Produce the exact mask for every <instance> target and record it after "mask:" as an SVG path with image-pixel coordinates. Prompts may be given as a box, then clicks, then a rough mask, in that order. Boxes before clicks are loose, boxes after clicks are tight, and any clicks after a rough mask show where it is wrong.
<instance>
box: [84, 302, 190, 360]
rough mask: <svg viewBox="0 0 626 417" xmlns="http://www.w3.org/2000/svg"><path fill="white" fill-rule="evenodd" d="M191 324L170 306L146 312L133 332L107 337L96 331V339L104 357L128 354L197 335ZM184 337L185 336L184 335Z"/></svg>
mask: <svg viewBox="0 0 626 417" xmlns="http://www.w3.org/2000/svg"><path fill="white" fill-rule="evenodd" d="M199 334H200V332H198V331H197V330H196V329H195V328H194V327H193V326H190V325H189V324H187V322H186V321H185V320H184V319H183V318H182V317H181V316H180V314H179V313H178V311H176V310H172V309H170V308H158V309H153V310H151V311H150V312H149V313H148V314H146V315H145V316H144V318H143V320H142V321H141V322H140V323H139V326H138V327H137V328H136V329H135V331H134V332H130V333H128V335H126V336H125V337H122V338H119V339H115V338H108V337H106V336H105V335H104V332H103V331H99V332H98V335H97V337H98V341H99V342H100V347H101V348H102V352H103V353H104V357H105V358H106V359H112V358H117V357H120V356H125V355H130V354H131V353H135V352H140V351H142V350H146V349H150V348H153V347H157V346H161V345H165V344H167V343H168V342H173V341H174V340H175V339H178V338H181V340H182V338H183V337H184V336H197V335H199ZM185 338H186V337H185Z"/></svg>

### Task details
Copy out the entries from the material above, matching each one exactly.

### Answer box
Produce the exact mask for every <instance> target and record it after "mask:" as an SVG path with image-pixel coordinates. Prompts may be given as a box, then clicks, then a rough mask, in that order. Boxes before clicks are loose, boxes after clicks are tight, and any clicks after a rough mask show where it is wrong.
<instance>
box: [84, 302, 190, 360]
rough mask: <svg viewBox="0 0 626 417" xmlns="http://www.w3.org/2000/svg"><path fill="white" fill-rule="evenodd" d="M191 324L170 306L146 312L133 332L107 337L96 331V339L104 357L128 354L197 335ZM184 337L185 336L184 335Z"/></svg>
mask: <svg viewBox="0 0 626 417" xmlns="http://www.w3.org/2000/svg"><path fill="white" fill-rule="evenodd" d="M199 334H200V332H198V331H197V330H196V329H195V328H194V327H193V326H190V325H189V324H187V322H186V321H185V320H184V319H183V318H182V317H181V316H180V314H179V313H178V311H176V310H172V309H170V308H158V309H153V310H151V311H150V312H149V313H148V314H146V315H145V316H144V318H143V320H142V321H141V322H140V323H139V326H138V327H137V328H136V329H135V331H134V332H130V333H128V335H126V336H125V337H122V338H119V339H115V338H108V337H106V336H105V335H104V332H103V331H99V332H98V335H97V337H98V341H99V342H100V347H101V348H102V352H103V353H104V357H105V358H106V359H112V358H117V357H120V356H125V355H130V354H131V353H135V352H140V351H142V350H146V349H150V348H153V347H157V346H161V345H165V344H167V343H168V342H173V341H174V340H175V339H178V338H181V340H182V338H183V337H184V336H197V335H199ZM185 338H186V337H185Z"/></svg>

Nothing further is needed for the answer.